Data items:
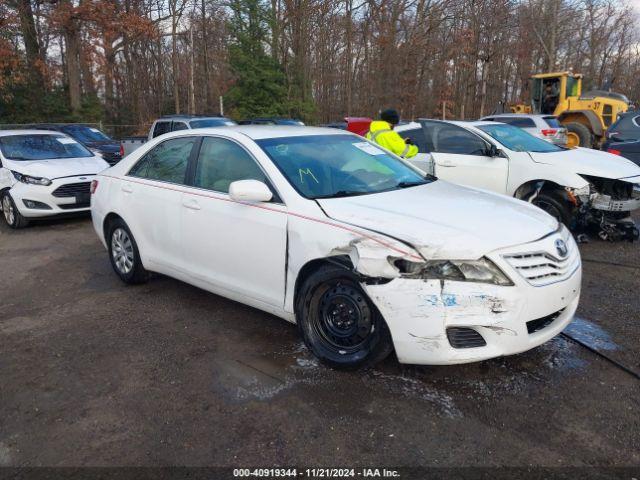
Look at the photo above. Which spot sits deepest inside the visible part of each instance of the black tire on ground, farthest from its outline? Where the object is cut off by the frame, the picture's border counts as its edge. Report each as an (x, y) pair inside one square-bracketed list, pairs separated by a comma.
[(12, 217), (557, 205), (582, 132), (338, 322), (124, 254)]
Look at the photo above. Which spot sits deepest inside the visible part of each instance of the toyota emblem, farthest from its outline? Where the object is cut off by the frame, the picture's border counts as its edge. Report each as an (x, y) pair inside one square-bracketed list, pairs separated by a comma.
[(561, 248)]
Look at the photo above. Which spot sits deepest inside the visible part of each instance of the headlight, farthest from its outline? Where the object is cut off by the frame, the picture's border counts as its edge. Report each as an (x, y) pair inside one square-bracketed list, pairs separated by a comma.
[(481, 271), (31, 180)]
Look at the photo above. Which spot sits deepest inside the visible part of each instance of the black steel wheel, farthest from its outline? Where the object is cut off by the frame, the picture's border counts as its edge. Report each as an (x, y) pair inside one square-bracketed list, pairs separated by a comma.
[(338, 322)]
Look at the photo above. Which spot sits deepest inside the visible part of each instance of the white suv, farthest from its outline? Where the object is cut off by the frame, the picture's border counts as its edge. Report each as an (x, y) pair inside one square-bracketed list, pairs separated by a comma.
[(44, 174), (546, 127)]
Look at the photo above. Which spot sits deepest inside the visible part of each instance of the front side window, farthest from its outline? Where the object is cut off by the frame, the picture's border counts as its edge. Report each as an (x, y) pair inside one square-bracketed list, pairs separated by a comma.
[(517, 140), (222, 162), (41, 147), (324, 166), (416, 135), (161, 128), (446, 138), (166, 162)]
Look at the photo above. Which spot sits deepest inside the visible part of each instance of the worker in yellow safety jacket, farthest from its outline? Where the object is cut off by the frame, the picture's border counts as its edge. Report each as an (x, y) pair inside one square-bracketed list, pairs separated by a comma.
[(381, 132)]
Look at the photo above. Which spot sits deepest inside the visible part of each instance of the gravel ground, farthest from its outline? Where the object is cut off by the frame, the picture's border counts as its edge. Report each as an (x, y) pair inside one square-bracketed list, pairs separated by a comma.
[(96, 373)]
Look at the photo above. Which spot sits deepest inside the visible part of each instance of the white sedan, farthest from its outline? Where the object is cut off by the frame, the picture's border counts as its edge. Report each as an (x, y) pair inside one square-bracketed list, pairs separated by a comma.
[(325, 229), (43, 174)]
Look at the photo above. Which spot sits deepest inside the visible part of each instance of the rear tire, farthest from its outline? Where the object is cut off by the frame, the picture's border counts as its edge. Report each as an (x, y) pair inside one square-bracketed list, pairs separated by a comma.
[(124, 254), (585, 139), (338, 322), (555, 205), (10, 213)]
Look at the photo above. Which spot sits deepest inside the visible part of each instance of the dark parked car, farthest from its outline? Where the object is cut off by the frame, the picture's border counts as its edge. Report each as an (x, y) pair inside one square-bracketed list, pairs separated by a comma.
[(272, 121), (623, 137), (90, 137)]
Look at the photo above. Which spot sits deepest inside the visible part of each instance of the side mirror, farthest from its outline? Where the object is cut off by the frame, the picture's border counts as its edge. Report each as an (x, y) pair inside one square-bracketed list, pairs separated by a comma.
[(250, 191)]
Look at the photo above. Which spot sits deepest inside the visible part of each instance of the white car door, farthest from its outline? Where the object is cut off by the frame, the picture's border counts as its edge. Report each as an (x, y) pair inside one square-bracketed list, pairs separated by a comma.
[(151, 197), (234, 245), (462, 157)]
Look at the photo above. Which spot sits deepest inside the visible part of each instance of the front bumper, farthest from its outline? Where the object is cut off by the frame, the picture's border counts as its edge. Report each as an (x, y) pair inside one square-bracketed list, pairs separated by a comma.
[(50, 196), (419, 312)]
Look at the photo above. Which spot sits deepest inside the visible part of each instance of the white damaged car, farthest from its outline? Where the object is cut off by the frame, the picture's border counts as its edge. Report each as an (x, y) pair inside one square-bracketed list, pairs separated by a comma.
[(356, 246), (581, 187), (44, 174)]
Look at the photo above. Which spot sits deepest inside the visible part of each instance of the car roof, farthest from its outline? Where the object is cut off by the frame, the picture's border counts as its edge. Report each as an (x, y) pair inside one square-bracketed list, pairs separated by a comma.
[(30, 131), (189, 117), (520, 115), (261, 132)]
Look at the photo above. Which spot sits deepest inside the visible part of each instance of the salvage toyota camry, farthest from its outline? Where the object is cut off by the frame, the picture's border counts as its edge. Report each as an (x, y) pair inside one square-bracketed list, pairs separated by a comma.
[(357, 247)]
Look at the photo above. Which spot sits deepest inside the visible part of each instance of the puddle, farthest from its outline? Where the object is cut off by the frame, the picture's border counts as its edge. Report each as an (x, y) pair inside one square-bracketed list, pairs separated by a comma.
[(590, 334)]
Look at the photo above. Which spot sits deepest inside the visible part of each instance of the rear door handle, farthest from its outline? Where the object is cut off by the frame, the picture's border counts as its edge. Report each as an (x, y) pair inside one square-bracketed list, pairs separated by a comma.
[(191, 204)]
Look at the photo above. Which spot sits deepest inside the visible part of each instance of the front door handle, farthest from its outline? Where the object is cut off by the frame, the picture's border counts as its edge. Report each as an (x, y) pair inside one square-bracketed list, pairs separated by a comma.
[(191, 204)]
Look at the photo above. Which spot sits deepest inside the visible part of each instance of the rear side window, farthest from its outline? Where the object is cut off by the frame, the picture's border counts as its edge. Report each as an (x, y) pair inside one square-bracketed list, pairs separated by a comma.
[(520, 122), (552, 122), (166, 162), (416, 136), (179, 126), (222, 162), (447, 138), (161, 128)]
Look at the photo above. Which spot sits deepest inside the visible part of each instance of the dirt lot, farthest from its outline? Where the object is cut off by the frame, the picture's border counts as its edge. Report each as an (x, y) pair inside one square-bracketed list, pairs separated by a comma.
[(93, 372)]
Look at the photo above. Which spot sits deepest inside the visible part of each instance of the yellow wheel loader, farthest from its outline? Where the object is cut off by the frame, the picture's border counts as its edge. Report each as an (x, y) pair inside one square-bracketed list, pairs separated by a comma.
[(585, 116)]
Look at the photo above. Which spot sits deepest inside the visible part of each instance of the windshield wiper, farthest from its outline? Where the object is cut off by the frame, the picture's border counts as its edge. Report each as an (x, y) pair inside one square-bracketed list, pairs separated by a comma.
[(342, 193), (410, 184)]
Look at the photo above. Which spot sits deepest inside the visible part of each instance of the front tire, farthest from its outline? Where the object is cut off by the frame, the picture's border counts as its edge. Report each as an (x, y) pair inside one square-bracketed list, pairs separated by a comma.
[(10, 213), (338, 322), (124, 254)]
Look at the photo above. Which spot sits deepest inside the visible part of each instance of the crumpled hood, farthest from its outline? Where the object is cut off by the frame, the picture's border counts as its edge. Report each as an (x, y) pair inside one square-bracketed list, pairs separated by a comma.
[(61, 167), (442, 220), (586, 161)]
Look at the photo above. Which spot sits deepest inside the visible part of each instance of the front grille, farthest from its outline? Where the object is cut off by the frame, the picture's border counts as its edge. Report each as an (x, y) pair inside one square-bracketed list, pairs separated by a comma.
[(540, 323), (72, 190), (71, 206), (461, 337), (111, 158), (544, 268)]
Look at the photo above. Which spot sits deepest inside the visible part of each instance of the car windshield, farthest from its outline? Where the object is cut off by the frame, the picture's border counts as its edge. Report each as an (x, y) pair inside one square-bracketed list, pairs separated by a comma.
[(327, 166), (86, 134), (41, 147), (518, 140), (211, 122)]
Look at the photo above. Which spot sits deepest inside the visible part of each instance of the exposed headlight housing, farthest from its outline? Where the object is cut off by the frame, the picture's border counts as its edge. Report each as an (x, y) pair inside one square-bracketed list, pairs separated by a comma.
[(31, 180), (480, 271)]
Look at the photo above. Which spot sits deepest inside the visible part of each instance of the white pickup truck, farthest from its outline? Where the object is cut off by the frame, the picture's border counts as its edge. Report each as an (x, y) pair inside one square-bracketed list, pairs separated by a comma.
[(580, 187), (172, 123)]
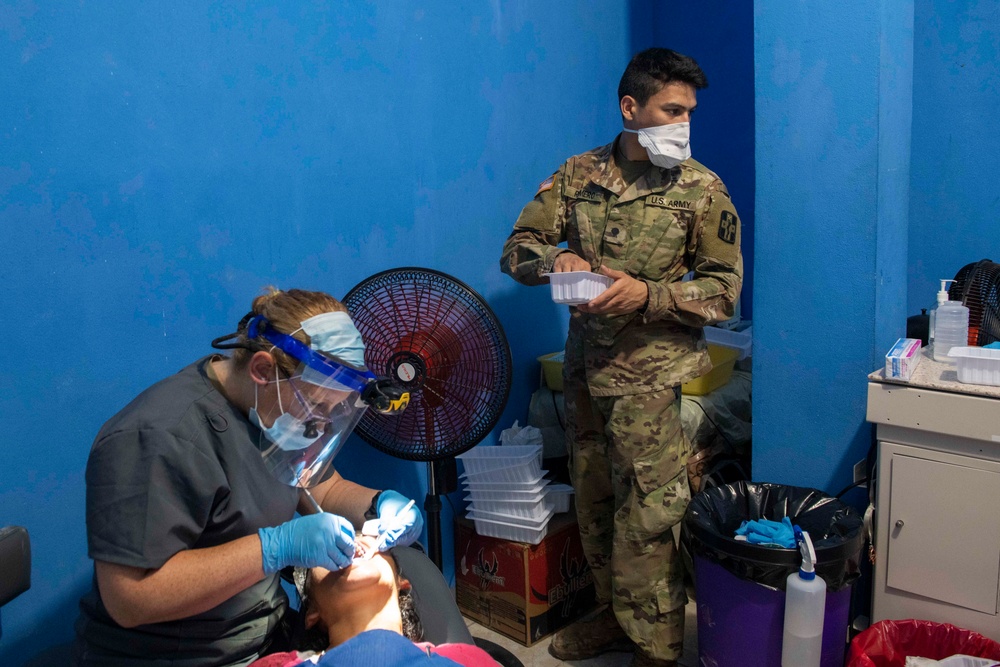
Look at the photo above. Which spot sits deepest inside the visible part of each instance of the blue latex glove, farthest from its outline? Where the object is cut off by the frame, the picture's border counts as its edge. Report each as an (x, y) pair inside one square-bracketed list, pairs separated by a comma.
[(397, 528), (766, 531), (324, 540)]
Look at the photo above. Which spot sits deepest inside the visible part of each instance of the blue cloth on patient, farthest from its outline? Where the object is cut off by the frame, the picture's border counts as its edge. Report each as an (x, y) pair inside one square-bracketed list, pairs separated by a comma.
[(767, 532)]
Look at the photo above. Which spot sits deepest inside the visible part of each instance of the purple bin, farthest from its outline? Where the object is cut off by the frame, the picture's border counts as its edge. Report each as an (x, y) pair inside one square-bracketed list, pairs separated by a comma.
[(740, 622)]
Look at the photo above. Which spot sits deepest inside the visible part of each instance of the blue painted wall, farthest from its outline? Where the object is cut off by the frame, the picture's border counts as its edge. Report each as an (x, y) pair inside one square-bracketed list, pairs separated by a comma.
[(955, 206), (833, 90), (162, 162)]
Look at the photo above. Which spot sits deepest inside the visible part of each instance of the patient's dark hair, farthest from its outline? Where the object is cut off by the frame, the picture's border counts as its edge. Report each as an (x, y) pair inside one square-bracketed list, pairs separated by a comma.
[(316, 638)]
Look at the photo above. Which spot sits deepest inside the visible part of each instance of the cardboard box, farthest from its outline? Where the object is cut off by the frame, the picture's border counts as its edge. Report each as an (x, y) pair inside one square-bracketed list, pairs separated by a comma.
[(523, 591)]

◆ **Description of the task**: Reproduce word for word the part of the material that begins with the line containing "of the patient's" and ends with the line containing "[(316, 638)]", including both of those lines.

◆ **Written solution**:
Look at the photo above. Which spot sits deepest inside the visible part of each instance of the patient's dark hair, farthest from its outline? Where the object is cut off by the frame, the picture's border counts as its edge. Report each as an (x, y) pair inside one square-bracketed list, pairs separated by a comma.
[(316, 638)]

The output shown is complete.